• Supplied text

Segment Open

The popularity of sports is subjective. Sure, there are matters of fact, such as soccer being the sport of the world. But debating the popularity of many others is a less exact process.
Looking at the betting action on individual competitions and tournaments is one way to remedy this. It shows what people are interested in most—and where they’re most likely to to invest their money.
These sporting events don’t always come from the traditionally popular sports. The online betting sites will often offer more UFC lines than baseball odds, even though the latter is supposed to be of greater interest.
Scarcity of supply works in favor of the UFC when using our example. Major League Baseball hosts big-time games basically every day. Main-card UFC fights only take place, at most, once a month.
With all this in mind, what are the most popular sporting events by betting volume and betting volume alone? We’ve compiled a comprehensive list, using data we’ve culled from CNBC.com.
- World Cup
It should come as no surprise the top spot belongs to a tournament hosted by the world’s most overall popular sport. This quadrennial competition secured nearly 3.6 billion viewers when it last took place in 2018.

Segment Closed

Reproduce the passage on the most popular sporting events by betting volume in full, word for word.

• Dataset records
Segment Open

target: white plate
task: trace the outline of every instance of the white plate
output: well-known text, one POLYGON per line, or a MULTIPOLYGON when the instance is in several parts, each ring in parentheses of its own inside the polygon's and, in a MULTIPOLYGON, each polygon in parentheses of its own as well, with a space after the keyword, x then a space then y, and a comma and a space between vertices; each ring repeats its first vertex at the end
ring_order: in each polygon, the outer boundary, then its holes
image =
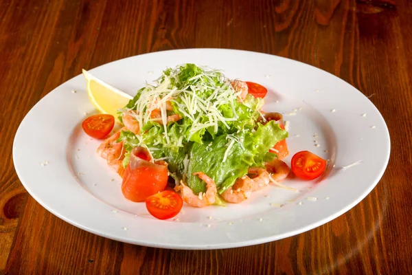
POLYGON ((357 89, 314 67, 251 52, 196 49, 133 56, 91 72, 133 95, 166 67, 185 63, 222 69, 229 78, 266 87, 264 109, 282 112, 290 122, 290 155, 308 150, 330 160, 328 176, 317 184, 284 182, 299 192, 271 186, 238 205, 185 206, 179 220, 157 220, 144 204, 122 197, 121 179, 95 153, 99 142, 81 130, 82 120, 95 110, 86 81, 78 76, 37 103, 16 134, 14 166, 30 195, 60 219, 107 238, 158 248, 214 249, 262 243, 319 226, 360 201, 382 177, 390 151, 382 116, 357 89))

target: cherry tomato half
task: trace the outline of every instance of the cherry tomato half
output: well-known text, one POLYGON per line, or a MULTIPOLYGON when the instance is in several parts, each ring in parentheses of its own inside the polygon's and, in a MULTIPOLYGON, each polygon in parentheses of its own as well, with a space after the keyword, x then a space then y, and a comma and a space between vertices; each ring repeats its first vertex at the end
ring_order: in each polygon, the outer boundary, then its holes
POLYGON ((89 116, 82 124, 84 133, 98 139, 102 139, 108 135, 114 126, 115 117, 103 113, 89 116))
POLYGON ((146 199, 146 208, 159 219, 170 219, 179 214, 183 206, 182 198, 174 191, 165 190, 146 199))
POLYGON ((264 98, 268 93, 268 90, 260 84, 253 82, 246 82, 248 87, 248 93, 253 96, 255 98, 264 98))
POLYGON ((310 180, 322 175, 326 168, 326 161, 313 153, 302 151, 292 157, 290 166, 297 177, 310 180))

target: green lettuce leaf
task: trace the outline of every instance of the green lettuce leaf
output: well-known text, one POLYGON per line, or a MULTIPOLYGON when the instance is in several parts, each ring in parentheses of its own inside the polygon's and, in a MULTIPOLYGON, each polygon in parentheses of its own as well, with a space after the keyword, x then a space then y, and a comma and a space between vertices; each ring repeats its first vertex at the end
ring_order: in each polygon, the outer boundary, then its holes
POLYGON ((231 186, 237 178, 246 175, 249 167, 263 166, 265 159, 273 157, 268 155, 269 149, 287 138, 288 132, 275 121, 258 125, 254 133, 244 131, 232 135, 240 142, 233 143, 226 160, 225 154, 231 142, 228 135, 220 135, 213 142, 203 144, 194 143, 190 151, 187 170, 189 187, 195 193, 206 191, 205 184, 197 175, 193 175, 195 172, 203 172, 215 182, 218 192, 222 193, 231 186))

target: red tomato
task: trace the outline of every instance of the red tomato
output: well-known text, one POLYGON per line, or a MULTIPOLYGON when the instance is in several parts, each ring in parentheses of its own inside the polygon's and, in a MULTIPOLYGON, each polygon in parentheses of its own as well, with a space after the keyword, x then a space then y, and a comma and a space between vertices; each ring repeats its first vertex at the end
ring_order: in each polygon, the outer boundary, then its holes
POLYGON ((255 98, 264 98, 268 93, 268 90, 260 84, 253 82, 246 82, 248 87, 248 93, 253 96, 255 98))
POLYGON ((168 185, 168 168, 159 169, 152 166, 142 166, 130 169, 127 166, 123 176, 122 192, 132 201, 144 201, 148 197, 161 192, 168 185))
POLYGON ((273 146, 275 153, 277 155, 279 160, 283 160, 289 155, 289 150, 288 149, 288 144, 286 144, 286 140, 279 141, 273 146))
POLYGON ((148 211, 159 219, 174 217, 179 214, 183 206, 182 198, 174 191, 163 191, 146 199, 148 211))
POLYGON ((326 161, 313 153, 302 151, 292 157, 290 166, 297 177, 310 180, 322 175, 326 168, 326 161))
POLYGON ((115 117, 102 113, 90 116, 82 124, 84 133, 98 139, 102 139, 106 136, 114 126, 115 117))

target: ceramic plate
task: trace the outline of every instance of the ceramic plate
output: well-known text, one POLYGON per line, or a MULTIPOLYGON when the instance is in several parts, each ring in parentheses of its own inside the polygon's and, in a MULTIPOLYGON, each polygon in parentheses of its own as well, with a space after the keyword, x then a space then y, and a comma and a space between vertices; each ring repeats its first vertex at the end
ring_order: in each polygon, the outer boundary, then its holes
POLYGON ((123 197, 121 178, 95 153, 100 142, 83 133, 81 122, 95 110, 78 76, 37 103, 17 131, 13 159, 30 194, 60 219, 106 238, 214 249, 275 241, 319 226, 360 201, 382 177, 390 151, 382 116, 356 89, 314 67, 255 52, 196 49, 133 56, 90 72, 134 95, 167 67, 185 63, 266 87, 264 110, 281 112, 289 122, 286 162, 308 150, 328 160, 327 177, 309 182, 290 177, 283 184, 297 192, 269 186, 242 204, 185 205, 176 219, 157 220, 144 204, 123 197))

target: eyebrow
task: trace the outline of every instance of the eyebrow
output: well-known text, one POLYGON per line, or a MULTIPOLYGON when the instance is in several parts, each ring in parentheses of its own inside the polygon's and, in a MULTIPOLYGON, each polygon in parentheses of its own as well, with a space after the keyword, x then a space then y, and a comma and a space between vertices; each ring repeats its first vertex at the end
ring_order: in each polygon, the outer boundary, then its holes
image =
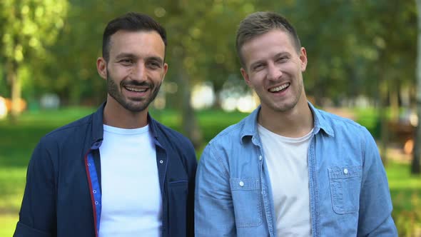
MULTIPOLYGON (((288 53, 287 51, 282 51, 280 53, 276 54, 273 56, 273 59, 277 59, 277 58, 279 58, 279 57, 283 56, 290 56, 290 55, 291 55, 291 54, 290 54, 290 53, 288 53)), ((256 61, 253 62, 253 64, 250 64, 250 68, 252 69, 253 66, 255 66, 257 64, 264 64, 264 63, 265 63, 265 60, 258 60, 258 61, 256 61)))

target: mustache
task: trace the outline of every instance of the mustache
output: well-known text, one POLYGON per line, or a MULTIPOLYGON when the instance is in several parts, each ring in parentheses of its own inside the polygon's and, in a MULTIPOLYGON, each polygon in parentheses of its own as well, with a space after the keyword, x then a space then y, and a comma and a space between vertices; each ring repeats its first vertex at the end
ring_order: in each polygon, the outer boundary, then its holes
POLYGON ((123 86, 148 86, 153 88, 153 85, 147 81, 123 81, 120 83, 120 85, 123 86))

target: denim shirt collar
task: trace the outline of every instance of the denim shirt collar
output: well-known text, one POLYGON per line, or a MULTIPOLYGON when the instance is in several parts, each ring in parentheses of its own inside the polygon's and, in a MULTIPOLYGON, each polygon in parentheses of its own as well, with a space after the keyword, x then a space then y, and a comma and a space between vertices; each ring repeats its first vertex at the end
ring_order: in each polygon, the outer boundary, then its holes
MULTIPOLYGON (((318 133, 320 130, 323 130, 326 134, 330 136, 335 136, 335 132, 332 128, 330 124, 323 118, 320 111, 315 109, 314 106, 308 101, 308 107, 311 110, 314 118, 314 129, 313 134, 318 133)), ((243 139, 245 136, 251 136, 253 138, 258 138, 258 116, 260 111, 260 106, 255 109, 249 116, 245 117, 243 120, 243 126, 240 132, 240 142, 243 143, 243 139)))

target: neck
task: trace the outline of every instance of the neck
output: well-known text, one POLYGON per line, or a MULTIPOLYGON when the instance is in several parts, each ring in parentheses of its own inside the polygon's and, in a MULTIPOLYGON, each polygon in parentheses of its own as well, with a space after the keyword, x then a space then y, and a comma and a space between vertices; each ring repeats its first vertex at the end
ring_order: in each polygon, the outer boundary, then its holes
POLYGON ((103 110, 103 123, 121 128, 144 127, 148 125, 148 109, 132 112, 115 100, 108 99, 103 110))
POLYGON ((275 133, 290 138, 308 134, 314 126, 313 113, 306 100, 284 112, 274 111, 262 106, 258 122, 275 133))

Segment Closed

• Answer for the task
The popularity of sports is subjective. Sure, there are matters of fact, such as soccer being the sport of the world. But debating the popularity of many others is a less exact process.
Looking at the betting action on individual competitions and tournaments is one way to remedy this. It shows what people are interested in most—and where they’re most likely to to invest their money.
These sporting events don’t always come from the traditionally popular sports. The online betting sites will often offer more UFC lines than baseball odds, even though the latter is supposed to be of greater interest.
Scarcity of supply works in favor of the UFC when using our example. Major League Baseball hosts big-time games basically every day. Main-card UFC fights only take place, at most, once a month.
With all this in mind, what are the most popular sporting events by betting volume and betting volume alone? We’ve compiled a comprehensive list, using data we’ve culled from CNBC.com.
- World Cup
It should come as no surprise the top spot belongs to a tournament hosted by the world’s most overall popular sport. This quadrennial competition secured nearly 3.6 billion viewers when it last took place in 2018.